To be done:
1. Answer these questions using the text on Marcus, the former ASIO informant:
(a) What kind of person was ASIO looking for when it recruited Marcus?
(b) Who led the group that Marcus infiltrated?
(c) In what year did ASIO withdraw its support for Marcus's permanent residency?
2. Extract a passage word for word from the text on Marcus, beginning at the words "Pseudonym used by" and stopping after the words "supporters in Sydney.".

= Marcus (informant) =

Pseudonym used by a former ASIO informant

Marcus is the pseudonym a former Australian Security Intelligence Organisation (ASIO) informant who claimed that both of the alleged 14 December 2025 Bondi Beach shooting gunmen (Sajid Akram and Naveed Akram) had been supporters of ISIS since 2019.

== Recruitment ==
According to ABC journalist Sean Rubinsztein-Dunlop, Marcus was recruited from his "home country" by ASIO; he already had contacts with the intelligence agencies of the country where he was living. ASIO were looking for an Arabic speaker who could infiltrate a group of ISIS supporters in Sydney.
The group he infiltrated was led by a controversial preacher Wissam Haddad (also known as William Haddad and Abu Ousayd).
Marcus alleges that Haddad encouraged his youngest followers to carry out violence, but said they should not tell anyone about their plans.

=== 2023 dispute with ASIO ===
In 2023, ASIO withdrew its support for Marcus's permanent residency and Marcus left Australia.

Supplied records:
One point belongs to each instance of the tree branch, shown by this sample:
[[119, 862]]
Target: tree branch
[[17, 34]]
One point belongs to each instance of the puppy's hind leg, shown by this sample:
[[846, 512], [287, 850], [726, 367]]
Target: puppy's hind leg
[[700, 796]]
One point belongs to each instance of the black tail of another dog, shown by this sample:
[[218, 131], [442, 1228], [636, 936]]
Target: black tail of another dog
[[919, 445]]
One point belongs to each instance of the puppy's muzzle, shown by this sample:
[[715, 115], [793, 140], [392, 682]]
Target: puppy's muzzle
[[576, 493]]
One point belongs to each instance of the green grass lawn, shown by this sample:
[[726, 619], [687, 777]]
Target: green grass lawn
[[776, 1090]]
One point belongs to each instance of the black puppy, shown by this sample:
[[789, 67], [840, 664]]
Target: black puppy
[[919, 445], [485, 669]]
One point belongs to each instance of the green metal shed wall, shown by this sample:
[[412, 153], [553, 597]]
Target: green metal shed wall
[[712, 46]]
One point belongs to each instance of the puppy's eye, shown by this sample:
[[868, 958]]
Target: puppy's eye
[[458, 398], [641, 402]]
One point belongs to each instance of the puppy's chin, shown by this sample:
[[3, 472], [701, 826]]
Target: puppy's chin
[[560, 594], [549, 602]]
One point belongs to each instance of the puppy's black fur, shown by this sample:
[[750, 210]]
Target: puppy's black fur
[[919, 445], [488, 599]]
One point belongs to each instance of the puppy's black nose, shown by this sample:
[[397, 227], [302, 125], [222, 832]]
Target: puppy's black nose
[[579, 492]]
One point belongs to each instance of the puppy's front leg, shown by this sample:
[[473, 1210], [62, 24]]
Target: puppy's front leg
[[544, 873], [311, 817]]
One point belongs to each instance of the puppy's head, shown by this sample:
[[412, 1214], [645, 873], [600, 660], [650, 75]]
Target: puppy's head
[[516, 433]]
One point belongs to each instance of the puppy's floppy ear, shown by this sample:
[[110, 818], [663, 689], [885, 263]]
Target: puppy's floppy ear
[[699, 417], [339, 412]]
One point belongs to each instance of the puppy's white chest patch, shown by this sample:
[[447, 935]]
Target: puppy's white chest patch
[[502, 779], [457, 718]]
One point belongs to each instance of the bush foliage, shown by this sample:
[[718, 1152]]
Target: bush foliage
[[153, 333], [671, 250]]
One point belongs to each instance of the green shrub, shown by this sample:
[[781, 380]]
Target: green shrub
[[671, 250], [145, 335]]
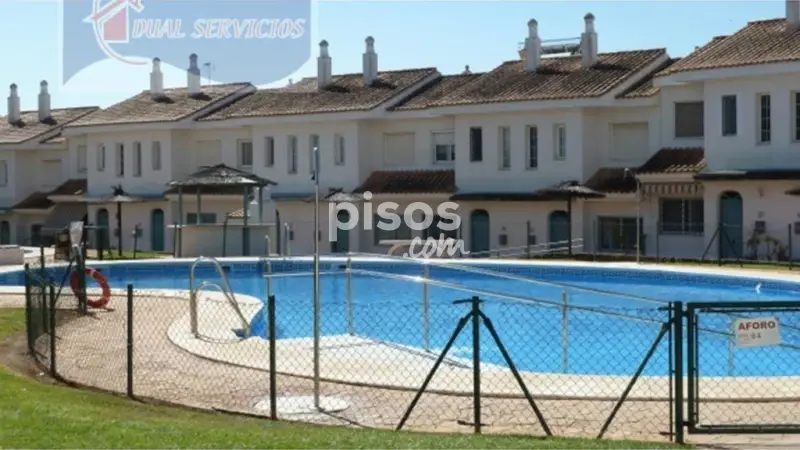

Solutions:
1.
(a) An Arabic speaker who could infiltrate a group of ISIS supporters in Sydney.
(b) Wissam Haddad, also known as William Haddad and Abu Ousayd.
(c) 2023.

2.
Pseudonym used by a former ASIO informant

Marcus is the pseudonym a former Australian Security Intelligence Organisation (ASIO) informant who claimed that both of the alleged 14 December 2025 Bondi Beach shooting gunmen (Sajid Akram and Naveed Akram) had been supporters of ISIS since 2019.

== Recruitment ==
According to ABC journalist Sean Rubinsztein-Dunlop, Marcus was recruited from his "home country" by ASIO; he already had contacts with the intelligence agencies of the country where he was living. ASIO were looking for an Arabic speaker who could infiltrate a group of ISIS supporters in Sydney.